• _Provided data_:
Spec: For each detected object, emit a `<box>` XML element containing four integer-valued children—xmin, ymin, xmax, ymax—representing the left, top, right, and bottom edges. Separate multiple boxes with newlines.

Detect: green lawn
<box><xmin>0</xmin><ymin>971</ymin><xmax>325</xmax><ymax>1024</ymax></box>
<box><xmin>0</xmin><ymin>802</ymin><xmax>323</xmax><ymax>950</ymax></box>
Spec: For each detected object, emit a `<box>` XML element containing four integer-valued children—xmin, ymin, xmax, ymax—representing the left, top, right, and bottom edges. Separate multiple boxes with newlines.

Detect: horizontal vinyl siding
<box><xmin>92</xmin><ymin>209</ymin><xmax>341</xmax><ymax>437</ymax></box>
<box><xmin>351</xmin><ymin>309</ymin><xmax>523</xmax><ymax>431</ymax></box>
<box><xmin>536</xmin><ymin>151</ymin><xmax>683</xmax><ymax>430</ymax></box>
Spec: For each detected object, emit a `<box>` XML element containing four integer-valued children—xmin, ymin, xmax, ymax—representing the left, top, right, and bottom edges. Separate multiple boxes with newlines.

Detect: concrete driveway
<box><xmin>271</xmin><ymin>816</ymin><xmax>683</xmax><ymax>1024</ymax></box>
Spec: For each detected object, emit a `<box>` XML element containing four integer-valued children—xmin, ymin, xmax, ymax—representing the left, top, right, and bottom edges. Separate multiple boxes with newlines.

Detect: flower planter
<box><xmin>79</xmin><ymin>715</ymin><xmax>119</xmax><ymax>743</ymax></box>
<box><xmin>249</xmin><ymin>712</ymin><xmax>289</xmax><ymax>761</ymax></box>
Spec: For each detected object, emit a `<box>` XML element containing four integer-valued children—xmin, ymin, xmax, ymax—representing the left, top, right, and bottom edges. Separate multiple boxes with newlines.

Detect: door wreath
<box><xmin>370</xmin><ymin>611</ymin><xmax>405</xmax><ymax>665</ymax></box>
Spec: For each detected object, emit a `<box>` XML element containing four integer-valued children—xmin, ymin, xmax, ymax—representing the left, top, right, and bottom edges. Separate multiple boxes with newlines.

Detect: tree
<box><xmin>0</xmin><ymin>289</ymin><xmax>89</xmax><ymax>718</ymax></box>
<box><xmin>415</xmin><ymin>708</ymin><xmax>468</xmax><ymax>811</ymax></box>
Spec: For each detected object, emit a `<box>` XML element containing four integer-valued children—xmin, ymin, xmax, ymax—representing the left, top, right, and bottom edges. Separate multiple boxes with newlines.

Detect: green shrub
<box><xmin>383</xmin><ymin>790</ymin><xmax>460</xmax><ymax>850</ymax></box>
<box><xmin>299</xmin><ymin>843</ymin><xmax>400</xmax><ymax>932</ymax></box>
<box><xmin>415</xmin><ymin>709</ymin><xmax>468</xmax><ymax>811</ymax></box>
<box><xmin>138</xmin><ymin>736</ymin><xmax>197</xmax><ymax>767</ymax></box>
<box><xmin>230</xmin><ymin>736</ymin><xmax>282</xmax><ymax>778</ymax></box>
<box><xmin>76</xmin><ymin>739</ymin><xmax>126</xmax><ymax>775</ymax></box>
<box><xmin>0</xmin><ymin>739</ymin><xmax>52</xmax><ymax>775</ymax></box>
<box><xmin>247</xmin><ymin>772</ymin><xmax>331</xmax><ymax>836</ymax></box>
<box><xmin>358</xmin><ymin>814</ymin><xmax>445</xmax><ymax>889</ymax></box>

• _Set exercise_: Return each line from the items above that contains the word "green". Case counts.

• _Solution for this problem_:
Detect: green lawn
Detect: green shrub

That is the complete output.